Given task: List each line of the listing below that contains the string "pane", copying the whole line. Matching is case-sensitive.

Records provided:
..............................

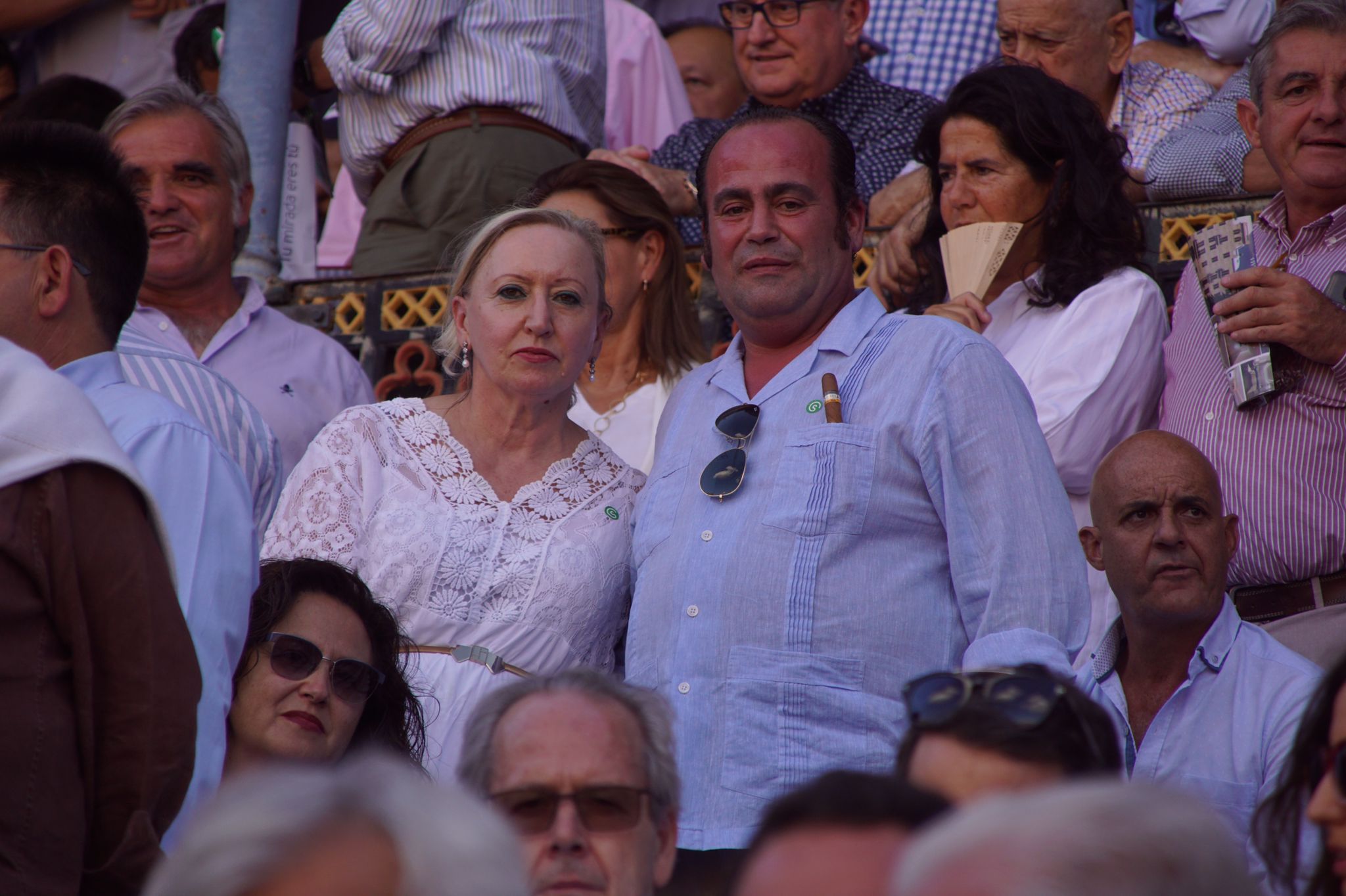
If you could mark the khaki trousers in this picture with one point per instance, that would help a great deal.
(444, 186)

..............................

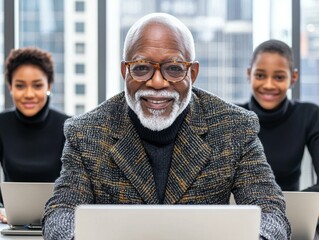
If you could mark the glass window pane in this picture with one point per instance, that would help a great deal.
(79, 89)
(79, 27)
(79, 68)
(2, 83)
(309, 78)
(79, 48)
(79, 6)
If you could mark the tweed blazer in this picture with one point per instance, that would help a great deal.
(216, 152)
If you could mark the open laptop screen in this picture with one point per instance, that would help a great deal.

..............................

Task response:
If you could mark the glass window pane in this picture with one point per instance, that would help a great deal.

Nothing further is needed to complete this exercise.